Objective -> Print out the entries below with no edits.

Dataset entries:

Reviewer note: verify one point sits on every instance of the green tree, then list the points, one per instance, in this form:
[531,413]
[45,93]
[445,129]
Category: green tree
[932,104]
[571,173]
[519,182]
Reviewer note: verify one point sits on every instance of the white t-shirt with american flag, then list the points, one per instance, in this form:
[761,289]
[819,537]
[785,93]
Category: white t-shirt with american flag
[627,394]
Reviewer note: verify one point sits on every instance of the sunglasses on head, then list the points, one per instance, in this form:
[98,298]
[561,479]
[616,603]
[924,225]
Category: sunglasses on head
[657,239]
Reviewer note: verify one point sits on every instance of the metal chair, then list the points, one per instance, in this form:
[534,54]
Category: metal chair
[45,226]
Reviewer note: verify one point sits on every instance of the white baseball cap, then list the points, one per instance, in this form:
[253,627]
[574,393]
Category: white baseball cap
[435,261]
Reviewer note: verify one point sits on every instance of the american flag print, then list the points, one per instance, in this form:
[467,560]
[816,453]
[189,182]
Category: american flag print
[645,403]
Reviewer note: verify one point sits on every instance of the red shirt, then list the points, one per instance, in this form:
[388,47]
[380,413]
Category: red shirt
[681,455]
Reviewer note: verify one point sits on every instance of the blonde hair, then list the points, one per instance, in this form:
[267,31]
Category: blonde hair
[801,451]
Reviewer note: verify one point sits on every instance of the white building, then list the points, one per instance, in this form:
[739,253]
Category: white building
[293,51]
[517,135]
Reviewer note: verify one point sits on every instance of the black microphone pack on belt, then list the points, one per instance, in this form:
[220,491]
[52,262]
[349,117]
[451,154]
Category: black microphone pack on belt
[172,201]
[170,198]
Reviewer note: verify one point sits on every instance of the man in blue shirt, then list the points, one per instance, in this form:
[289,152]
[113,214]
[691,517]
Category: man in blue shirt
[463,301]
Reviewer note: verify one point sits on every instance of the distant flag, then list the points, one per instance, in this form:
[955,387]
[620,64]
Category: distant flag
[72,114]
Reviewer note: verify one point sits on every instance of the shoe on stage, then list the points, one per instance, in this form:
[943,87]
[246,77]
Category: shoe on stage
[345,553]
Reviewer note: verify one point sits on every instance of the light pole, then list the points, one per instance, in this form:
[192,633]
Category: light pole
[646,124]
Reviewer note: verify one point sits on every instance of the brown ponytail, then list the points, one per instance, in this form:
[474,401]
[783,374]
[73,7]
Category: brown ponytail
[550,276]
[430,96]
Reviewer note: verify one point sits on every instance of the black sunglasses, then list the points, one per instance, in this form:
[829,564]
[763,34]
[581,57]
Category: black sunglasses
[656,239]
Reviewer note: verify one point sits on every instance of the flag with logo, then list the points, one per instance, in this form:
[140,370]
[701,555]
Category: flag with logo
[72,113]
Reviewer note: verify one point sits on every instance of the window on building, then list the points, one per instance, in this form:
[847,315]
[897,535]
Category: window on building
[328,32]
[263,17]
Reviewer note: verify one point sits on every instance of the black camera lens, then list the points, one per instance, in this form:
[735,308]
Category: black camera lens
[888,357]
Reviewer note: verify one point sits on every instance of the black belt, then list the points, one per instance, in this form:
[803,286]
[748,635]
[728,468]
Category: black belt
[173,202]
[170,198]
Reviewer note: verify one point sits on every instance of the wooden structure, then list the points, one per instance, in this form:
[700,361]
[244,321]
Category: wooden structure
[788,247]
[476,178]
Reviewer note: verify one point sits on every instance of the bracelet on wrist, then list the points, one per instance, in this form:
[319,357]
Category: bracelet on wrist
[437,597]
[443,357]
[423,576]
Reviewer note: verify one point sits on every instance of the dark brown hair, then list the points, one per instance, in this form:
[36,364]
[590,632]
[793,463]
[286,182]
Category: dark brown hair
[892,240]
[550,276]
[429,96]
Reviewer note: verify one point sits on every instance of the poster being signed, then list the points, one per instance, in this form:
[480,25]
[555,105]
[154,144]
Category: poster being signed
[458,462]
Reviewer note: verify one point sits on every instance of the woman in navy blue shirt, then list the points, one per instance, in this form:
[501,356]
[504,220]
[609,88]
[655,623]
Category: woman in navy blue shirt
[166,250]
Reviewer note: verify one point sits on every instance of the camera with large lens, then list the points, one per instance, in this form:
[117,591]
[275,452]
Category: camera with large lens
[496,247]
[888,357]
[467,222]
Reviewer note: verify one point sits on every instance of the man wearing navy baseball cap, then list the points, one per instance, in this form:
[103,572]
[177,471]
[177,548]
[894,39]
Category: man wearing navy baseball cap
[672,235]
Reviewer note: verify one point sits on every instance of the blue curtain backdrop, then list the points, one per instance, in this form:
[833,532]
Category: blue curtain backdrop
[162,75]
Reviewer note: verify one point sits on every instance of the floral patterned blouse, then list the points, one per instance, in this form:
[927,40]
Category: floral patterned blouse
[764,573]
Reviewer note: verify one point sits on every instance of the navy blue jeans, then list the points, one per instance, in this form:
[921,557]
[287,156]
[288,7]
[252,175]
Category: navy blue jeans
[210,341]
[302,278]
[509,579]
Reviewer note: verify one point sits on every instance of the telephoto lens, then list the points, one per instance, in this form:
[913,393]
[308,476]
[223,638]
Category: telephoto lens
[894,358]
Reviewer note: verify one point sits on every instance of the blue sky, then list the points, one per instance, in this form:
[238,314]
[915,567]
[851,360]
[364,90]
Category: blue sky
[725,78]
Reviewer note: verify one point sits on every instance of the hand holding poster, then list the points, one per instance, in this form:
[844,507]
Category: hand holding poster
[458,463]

Answer to this exercise ->
Reviewer note: verify one point sits on every instance of the green tree, then list the points, one per instance, in this form:
[531,413]
[45,93]
[445,129]
Category: green tree
[932,104]
[571,173]
[519,182]
Reviewer note: verify one point sits on every instance of the white t-shirt with american flag, then list the points, one per instance, in this form:
[761,289]
[819,537]
[785,93]
Category: white t-shirt with american flag
[627,394]
Reviewer note: verify one point sits on every instance of the sunglasses on head, then list the points, one per instance, in this form:
[98,298]
[561,479]
[616,603]
[924,225]
Category: sunglasses on head
[657,239]
Reviewer note: verify one point sits on every instance of the metal chair, then list the points, one per instance, in this form:
[534,54]
Category: metal chair
[45,226]
Reviewer note: verify one point sits on every instance of the white baseball cap, then list the points, one per instance, in this form:
[253,627]
[574,393]
Category: white baseball cap
[435,261]
Reviewer note: verify one point sits on every instance of the american flag print, then list the points, one per instance, in this form:
[467,560]
[816,453]
[189,182]
Category: american flag print
[645,403]
Reviewer note: verify one point sits on every instance of the red shirt, then list the points, one per instance, in this form:
[388,47]
[380,413]
Category: red shirt
[681,455]
Reviewer note: verify one point sits on every instance of the blonde hair, then list the points, one per instance, in this form:
[267,31]
Category: blonde hair
[801,451]
Reviewer note: verify one point sits on every instance of the white building, then list the points, one per instance, in this form:
[739,253]
Category: white building
[293,51]
[517,135]
Reviewer note: verify one point sits on every instance of the black microphone pack on belt, then list the points, one per instance, in this form:
[220,491]
[52,262]
[349,117]
[451,154]
Category: black microphone pack on belt
[172,201]
[170,198]
Reviewer note: verify one point sits on every instance of the man in blue shirt, then list the points, one per instance, in this form:
[289,152]
[113,214]
[691,517]
Category: man in blue shirt
[463,301]
Reviewer note: verify one point sits on every instance of the distant flag, then list the points, one per instance, in this form:
[955,387]
[620,64]
Category: distant flag
[72,114]
Reviewer note: verify one point sits on every instance of the shoe on stage, then list the points, one per instance, in this form:
[943,87]
[246,77]
Category: shoe on stage
[345,553]
Reviewer note: verify one point sits on every instance of the light pole, then list the points, one per instance, in this form:
[192,633]
Category: light pole
[646,124]
Reviewer note: verify one point sits on every instance of the brown ponytail, then list the points, one per instance, in this form:
[474,401]
[783,374]
[73,7]
Category: brown ponytail
[550,276]
[430,96]
Reviewer note: verify one point sits on every instance of the black sunglasses, then list the points, one per instance, in this form:
[829,564]
[763,34]
[581,57]
Category: black sunglasses
[656,239]
Reviewer note: verify one point sits on every instance of the flag with logo, then list the points, one per instance, in this form:
[140,370]
[701,555]
Category: flag with logo
[72,113]
Reviewer note: verify one point sits on every instance of the window on building, then list the points, one per instance, in this form:
[847,315]
[897,535]
Category: window on building
[328,32]
[263,17]
Reviewer note: verify one point sits on every instance of the black camera lens, then list the points, one per instance, in this form:
[735,308]
Category: black camera lens
[888,357]
Reviewer note: verify one point sits on every instance of the black belt, then list the points, one per instance, in this form:
[803,286]
[748,635]
[728,468]
Category: black belt
[173,202]
[170,198]
Reviewer note: verify one point sits on every instance of the wooden structure, then list the points, one per instance, in this form:
[700,361]
[244,321]
Category: wooden structure
[788,247]
[476,178]
Reviewer note: verify one point sits on every instance of the bracelet on wrist, then list the points, one per instance, in this form:
[319,357]
Category: bracelet on wrist
[437,597]
[443,357]
[423,576]
Reviewer note: verify one point sits on every instance of the dark brown hair, then list the points, one per instance, in this form:
[36,364]
[590,632]
[793,463]
[286,182]
Category: dark brown hair
[892,240]
[550,276]
[429,96]
Reviewer note: verify one point sits on every instance of the poster being signed, then list the points, one per instance, in this form:
[480,25]
[555,105]
[154,144]
Category: poster being signed
[458,462]
Reviewer note: verify one point sits on every instance of the woman in navy blue shirt, then list the points, one per instance, in this form:
[501,356]
[504,220]
[609,88]
[655,623]
Category: woman in navy blue shirt
[166,250]
Reviewer note: verify one point sits on every instance of the camera with large lens, then list the points, one per instance, in this form:
[117,591]
[275,452]
Category: camera with large lens
[496,247]
[888,357]
[467,222]
Reviewer note: verify one point sits on every instance of the man wearing navy baseball cap, then list the points, one per instance, in this form:
[103,572]
[177,471]
[177,548]
[894,39]
Category: man wearing navy baseball cap
[672,235]
Reviewer note: verify one point sits on every instance of the blue curtain backdrop, then list the points, one per instance, in this form:
[833,532]
Category: blue curtain backdrop
[162,75]
Reviewer note: verify one point sits on every instance of the floral patterned blouse, then list the points, one per instance, in this form:
[927,40]
Category: floral patterned blouse
[764,573]
Reviewer note: verify one point sits on every instance of the navy blue jeans, then list the points, one per instance, in this form:
[921,557]
[287,156]
[288,7]
[252,175]
Category: navy blue jeans
[210,341]
[302,278]
[509,579]
Reviewer note: verify one point sits on every instance of the telephoto lens, then list the points, one per instance, in this form:
[913,393]
[308,476]
[223,638]
Category: telephoto lens
[894,358]
Reviewer note: verify one point sits on every instance of the blue sky, then list the points, one per instance, in this form:
[238,314]
[915,567]
[851,360]
[364,90]
Category: blue sky
[725,78]
Reviewer note: verify one point sits on every instance of the hand holding poster, then list the points, one per instance, in this form:
[844,507]
Category: hand holding poster
[458,463]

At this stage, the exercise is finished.